#### Written instruction:
Rewrite the data from its beginning through the line containing "<point>317,137</point>", keeping every line. Decrease each coordinate in the answers by 84, and leave the sample coordinates in the other lines unchanged.
--- BEGIN Supplied records ---
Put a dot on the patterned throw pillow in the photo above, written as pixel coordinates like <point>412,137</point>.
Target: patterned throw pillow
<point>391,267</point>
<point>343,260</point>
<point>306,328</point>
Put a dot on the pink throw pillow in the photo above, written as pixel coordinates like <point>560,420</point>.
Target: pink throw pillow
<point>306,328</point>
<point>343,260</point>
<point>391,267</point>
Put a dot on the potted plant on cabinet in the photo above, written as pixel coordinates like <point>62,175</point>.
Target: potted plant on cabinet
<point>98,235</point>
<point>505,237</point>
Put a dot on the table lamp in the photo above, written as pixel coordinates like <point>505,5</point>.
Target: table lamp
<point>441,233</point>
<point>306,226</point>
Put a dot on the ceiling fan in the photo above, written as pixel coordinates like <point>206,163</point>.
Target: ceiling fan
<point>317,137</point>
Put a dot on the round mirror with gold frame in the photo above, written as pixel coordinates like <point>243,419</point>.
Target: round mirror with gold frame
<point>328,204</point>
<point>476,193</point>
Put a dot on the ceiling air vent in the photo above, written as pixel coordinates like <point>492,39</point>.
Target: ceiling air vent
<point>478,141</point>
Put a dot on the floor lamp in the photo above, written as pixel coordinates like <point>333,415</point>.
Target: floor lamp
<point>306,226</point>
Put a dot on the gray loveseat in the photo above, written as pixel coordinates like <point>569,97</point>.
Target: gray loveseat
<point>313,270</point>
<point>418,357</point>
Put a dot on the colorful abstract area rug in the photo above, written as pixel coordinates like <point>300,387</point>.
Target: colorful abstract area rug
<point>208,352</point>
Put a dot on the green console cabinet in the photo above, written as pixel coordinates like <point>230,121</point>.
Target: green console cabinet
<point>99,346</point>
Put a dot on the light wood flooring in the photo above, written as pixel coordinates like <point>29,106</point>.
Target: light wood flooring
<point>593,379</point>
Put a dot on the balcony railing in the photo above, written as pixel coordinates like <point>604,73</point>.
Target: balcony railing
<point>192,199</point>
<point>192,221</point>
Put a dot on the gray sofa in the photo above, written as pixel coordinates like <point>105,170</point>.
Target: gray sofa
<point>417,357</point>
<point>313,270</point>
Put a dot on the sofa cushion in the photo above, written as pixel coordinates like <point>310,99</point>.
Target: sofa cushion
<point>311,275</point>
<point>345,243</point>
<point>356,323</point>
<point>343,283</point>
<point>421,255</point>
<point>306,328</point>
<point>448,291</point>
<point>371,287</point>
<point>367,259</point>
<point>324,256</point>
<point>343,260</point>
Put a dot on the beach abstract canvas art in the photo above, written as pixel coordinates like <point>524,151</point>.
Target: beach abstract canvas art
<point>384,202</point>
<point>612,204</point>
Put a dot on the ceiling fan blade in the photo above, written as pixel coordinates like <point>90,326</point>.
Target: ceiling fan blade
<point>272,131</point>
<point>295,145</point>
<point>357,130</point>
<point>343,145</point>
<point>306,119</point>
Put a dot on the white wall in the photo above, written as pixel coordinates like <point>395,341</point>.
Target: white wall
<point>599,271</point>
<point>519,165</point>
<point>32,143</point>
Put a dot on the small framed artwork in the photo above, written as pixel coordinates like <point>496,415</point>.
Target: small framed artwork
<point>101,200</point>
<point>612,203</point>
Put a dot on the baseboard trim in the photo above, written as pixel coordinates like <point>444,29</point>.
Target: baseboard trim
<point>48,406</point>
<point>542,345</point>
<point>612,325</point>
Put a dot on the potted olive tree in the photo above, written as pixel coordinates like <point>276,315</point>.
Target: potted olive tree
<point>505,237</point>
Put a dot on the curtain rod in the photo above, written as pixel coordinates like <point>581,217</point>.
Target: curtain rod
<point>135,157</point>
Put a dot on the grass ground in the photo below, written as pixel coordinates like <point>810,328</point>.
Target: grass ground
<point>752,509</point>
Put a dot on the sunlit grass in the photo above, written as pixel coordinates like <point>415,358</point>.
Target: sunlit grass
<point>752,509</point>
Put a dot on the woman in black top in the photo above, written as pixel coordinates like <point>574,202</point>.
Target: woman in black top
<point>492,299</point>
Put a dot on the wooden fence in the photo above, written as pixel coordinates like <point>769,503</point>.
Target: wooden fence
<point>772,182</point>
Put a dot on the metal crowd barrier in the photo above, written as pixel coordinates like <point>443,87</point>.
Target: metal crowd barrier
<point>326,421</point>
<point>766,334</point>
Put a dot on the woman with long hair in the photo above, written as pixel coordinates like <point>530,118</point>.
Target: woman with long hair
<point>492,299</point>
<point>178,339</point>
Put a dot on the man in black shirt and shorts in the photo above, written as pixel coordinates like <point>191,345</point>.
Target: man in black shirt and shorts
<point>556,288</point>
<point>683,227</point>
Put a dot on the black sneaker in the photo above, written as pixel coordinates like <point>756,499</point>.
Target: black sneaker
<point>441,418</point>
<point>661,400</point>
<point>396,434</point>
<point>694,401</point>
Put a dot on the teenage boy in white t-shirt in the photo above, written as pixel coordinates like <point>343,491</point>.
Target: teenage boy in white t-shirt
--- END Supplied records ---
#### Written solution:
Put a dot on the patterned throw pillow in the photo above, written as pixel coordinates like <point>412,137</point>.
Target: patterned throw pillow
<point>307,183</point>
<point>259,176</point>
<point>222,244</point>
Put a dot on the pink throw pillow in the photo above, written as pixel coordinates like <point>560,420</point>.
Target: pink throw pillow
<point>222,244</point>
<point>259,176</point>
<point>307,183</point>
Put a dot on the potted plant on cabinet in the photo above, written as pixel coordinates like <point>62,175</point>.
Target: potted plant on cabinet
<point>14,151</point>
<point>421,153</point>
Put a dot on the table lamp in the photo above, written as pixel coordinates like <point>505,5</point>.
Target: table lamp
<point>357,149</point>
<point>222,142</point>
Put a dot on the ceiling fan in the photo above, written as pixel coordinates like <point>206,163</point>.
Target: ceiling fan
<point>233,53</point>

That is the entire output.